Set down each entry from the block beneath, exactly as written.

===== PROVIDED MATERIAL =====

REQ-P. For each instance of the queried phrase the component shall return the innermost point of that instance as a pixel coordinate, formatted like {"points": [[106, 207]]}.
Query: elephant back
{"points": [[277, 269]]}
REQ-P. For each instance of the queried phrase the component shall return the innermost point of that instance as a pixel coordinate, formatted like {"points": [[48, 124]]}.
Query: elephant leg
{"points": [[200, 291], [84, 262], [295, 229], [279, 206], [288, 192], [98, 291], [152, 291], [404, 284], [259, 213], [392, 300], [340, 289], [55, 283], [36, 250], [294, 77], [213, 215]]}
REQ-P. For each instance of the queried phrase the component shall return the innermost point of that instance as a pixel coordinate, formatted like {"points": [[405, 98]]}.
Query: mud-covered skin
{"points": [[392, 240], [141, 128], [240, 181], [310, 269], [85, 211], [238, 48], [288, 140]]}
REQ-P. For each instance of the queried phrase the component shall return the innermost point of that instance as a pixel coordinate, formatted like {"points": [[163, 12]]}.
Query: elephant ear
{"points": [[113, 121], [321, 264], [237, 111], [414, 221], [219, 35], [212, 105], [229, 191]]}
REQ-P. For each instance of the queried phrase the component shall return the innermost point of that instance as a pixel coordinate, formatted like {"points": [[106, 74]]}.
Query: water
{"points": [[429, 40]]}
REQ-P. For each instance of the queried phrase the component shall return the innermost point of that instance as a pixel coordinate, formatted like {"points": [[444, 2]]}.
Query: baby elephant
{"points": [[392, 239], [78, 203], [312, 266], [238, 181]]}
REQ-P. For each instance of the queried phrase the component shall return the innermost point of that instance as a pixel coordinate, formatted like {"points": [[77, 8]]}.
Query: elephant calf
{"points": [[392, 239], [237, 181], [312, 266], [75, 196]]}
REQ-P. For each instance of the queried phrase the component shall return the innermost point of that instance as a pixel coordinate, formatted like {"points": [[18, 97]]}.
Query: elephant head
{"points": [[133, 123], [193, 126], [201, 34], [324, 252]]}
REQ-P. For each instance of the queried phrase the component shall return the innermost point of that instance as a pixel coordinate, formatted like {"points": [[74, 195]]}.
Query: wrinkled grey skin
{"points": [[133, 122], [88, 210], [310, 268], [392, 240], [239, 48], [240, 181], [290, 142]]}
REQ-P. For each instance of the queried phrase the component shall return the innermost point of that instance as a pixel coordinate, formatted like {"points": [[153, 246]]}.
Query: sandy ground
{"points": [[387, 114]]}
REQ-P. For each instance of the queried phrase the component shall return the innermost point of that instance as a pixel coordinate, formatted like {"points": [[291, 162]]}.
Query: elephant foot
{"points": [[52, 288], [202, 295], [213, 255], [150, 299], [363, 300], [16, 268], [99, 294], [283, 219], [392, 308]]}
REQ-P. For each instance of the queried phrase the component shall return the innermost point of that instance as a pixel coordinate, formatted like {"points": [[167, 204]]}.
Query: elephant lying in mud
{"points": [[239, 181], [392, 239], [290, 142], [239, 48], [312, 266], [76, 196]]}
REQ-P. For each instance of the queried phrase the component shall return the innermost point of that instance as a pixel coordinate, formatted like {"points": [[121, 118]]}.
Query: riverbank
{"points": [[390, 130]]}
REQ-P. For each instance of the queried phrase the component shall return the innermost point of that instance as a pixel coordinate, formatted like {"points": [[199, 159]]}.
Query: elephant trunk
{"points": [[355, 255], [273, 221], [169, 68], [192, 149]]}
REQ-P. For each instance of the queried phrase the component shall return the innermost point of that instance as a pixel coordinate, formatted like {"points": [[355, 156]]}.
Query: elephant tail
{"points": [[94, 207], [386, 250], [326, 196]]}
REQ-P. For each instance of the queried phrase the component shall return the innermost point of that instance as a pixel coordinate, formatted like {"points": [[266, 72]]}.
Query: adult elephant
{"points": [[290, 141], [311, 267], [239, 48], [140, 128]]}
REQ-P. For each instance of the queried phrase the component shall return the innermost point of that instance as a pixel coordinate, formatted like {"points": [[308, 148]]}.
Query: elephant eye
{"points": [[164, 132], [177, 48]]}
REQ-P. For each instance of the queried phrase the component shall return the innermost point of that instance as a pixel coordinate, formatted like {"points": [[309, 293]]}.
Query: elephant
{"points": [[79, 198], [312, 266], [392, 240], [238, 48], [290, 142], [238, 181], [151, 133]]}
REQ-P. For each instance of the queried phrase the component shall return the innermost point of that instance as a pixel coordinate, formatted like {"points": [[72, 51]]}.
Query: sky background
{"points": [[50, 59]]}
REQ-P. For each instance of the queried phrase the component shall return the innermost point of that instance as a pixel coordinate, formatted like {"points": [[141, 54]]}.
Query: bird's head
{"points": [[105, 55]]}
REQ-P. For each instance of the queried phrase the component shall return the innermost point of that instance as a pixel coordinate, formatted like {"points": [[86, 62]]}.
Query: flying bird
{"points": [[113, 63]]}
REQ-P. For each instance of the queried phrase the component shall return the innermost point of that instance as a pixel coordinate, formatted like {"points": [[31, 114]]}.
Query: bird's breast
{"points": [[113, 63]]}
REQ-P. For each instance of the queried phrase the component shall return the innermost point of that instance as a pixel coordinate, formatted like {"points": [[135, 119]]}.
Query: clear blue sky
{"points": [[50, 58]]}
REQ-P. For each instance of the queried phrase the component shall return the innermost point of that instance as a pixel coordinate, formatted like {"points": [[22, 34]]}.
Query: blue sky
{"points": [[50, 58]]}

=====

• _SOLUTION TO THIS TASK_
REQ-P. For each instance of the queried phrase the component shall return the innermost point of that instance as a pixel coordinate, formatted like {"points": [[106, 207]]}.
Query: elephant back
{"points": [[277, 269]]}
REQ-P. For each instance of the queried phrase the component shall return the innermost point of that instance as a pixel coordinate, formatted like {"points": [[48, 124]]}.
Query: elephant leg
{"points": [[200, 291], [84, 262], [295, 229], [279, 206], [288, 192], [98, 291], [152, 291], [404, 284], [259, 213], [392, 300], [340, 289], [55, 283], [36, 250], [294, 77], [213, 215]]}
REQ-P. For each instance of the queried phrase the component shall return the innermost point of that instance as a pixel coordinate, formatted like {"points": [[405, 98]]}.
Query: mud-covered skin
{"points": [[392, 240], [141, 128], [240, 181], [310, 269], [85, 211], [238, 48], [288, 140]]}
REQ-P. For each instance of the queried phrase the component shall return the innermost point of that instance as a pixel coordinate, formatted like {"points": [[163, 12]]}.
Query: elephant ear
{"points": [[113, 121], [321, 264], [237, 111], [414, 221], [219, 35], [212, 105], [229, 191]]}
REQ-P. For each instance of the queried phrase the component shall return the innermost point of that instance as a pixel coordinate, formatted like {"points": [[106, 74]]}.
Query: water
{"points": [[429, 40]]}
REQ-P. For each instance of the queried phrase the component shall return the innermost point of that instance as a pixel coordinate, formatted like {"points": [[444, 2]]}.
Query: baby elephant
{"points": [[392, 239], [78, 203], [312, 266], [238, 181]]}
REQ-P. For each instance of the queried phrase the component shall return the innermost point of that instance as a pixel coordinate, formatted like {"points": [[77, 8]]}.
Query: elephant calf
{"points": [[392, 239], [237, 181], [312, 266], [75, 196]]}
REQ-P. For each instance of the queried phrase the component shall return the innermost point of that instance as a pixel coordinate, formatted like {"points": [[18, 97]]}.
Query: elephant head
{"points": [[133, 123], [193, 126], [201, 34], [324, 252]]}
REQ-P. For each instance of the queried phrase the component shall return the innermost point of that instance as a pixel coordinate, formatted like {"points": [[74, 195]]}.
Query: wrinkled grey skin
{"points": [[133, 122], [88, 210], [310, 268], [392, 240], [239, 48], [240, 181], [290, 142]]}
REQ-P. For each instance of the queried phrase the component shall return the innermost point of that instance as a pixel coordinate, formatted like {"points": [[153, 246]]}.
Query: sandy ground
{"points": [[387, 114]]}
REQ-P. For each instance of the queried phrase the component shall return the innermost point of that instance as a pixel coordinate, formatted like {"points": [[291, 162]]}.
Query: elephant foot
{"points": [[52, 288], [202, 295], [213, 255], [150, 299], [363, 300], [16, 268], [99, 294], [283, 219], [392, 308]]}
REQ-P. For each instance of the queried phrase the component shall return the innermost point of that instance as a pixel coordinate, formatted like {"points": [[167, 204]]}.
Query: elephant lying in mud
{"points": [[239, 181], [392, 239], [290, 142], [239, 48], [312, 266], [76, 196]]}
REQ-P. For each instance of the queried phrase the component shall return the innermost point of that instance as a pixel coordinate, formatted like {"points": [[121, 118]]}.
Query: riverbank
{"points": [[390, 130]]}
REQ-P. For each instance of the queried phrase the component shall return the innermost point of that instance as a pixel coordinate, formatted like {"points": [[199, 159]]}.
Query: elephant trunk
{"points": [[355, 255], [273, 221], [169, 68], [192, 149]]}
REQ-P. For each instance of the queried phrase the component shall return the innermost point of that instance as a pixel coordinate, formatted like {"points": [[355, 156]]}.
Query: elephant tail
{"points": [[94, 207], [386, 250], [326, 196]]}
REQ-P. For each instance of the queried phrase the component shall return the innermost point of that instance as a pixel coordinate, formatted like {"points": [[266, 72]]}.
Query: adult elephant
{"points": [[290, 141], [311, 267], [239, 48], [140, 128]]}
REQ-P. For each instance of the queried phrase the component shall return the innermost point of that instance as a pixel coordinate, formatted like {"points": [[308, 148]]}.
Query: elephant eye
{"points": [[164, 132], [177, 48]]}
REQ-P. For each instance of the queried phrase the component shall return the innermost point of that instance as a pixel coordinate, formatted like {"points": [[309, 293]]}.
Query: elephant
{"points": [[79, 198], [312, 266], [392, 240], [238, 48], [290, 142], [238, 181], [151, 133]]}
REQ-P. For each instance of the queried phrase the component shall return the innermost point of that instance as a pixel coordinate, formatted like {"points": [[72, 51]]}.
Query: sky background
{"points": [[50, 59]]}
REQ-P. For each instance of the queried phrase the component shall return the innermost point of that instance as a pixel coordinate, formatted like {"points": [[141, 54]]}.
Query: bird's head
{"points": [[105, 55]]}
REQ-P. For each instance of the queried phrase the component shall return the innermost point of that instance as a pixel coordinate, formatted like {"points": [[86, 62]]}.
Query: flying bird
{"points": [[113, 63]]}
REQ-P. For each instance of the queried phrase the component shall return the innermost point of that instance as a pixel coordinate, formatted like {"points": [[31, 114]]}.
Query: bird's breast
{"points": [[113, 63]]}
REQ-P. For each instance of the queried phrase the component shall return the innermost point of that instance as a pixel coordinate, formatted like {"points": [[135, 119]]}.
Query: clear blue sky
{"points": [[50, 58]]}
REQ-P. For each instance of the queried phrase the component shall return the innermost point of that instance as a pixel coordinate, formatted like {"points": [[22, 34]]}.
Query: blue sky
{"points": [[50, 58]]}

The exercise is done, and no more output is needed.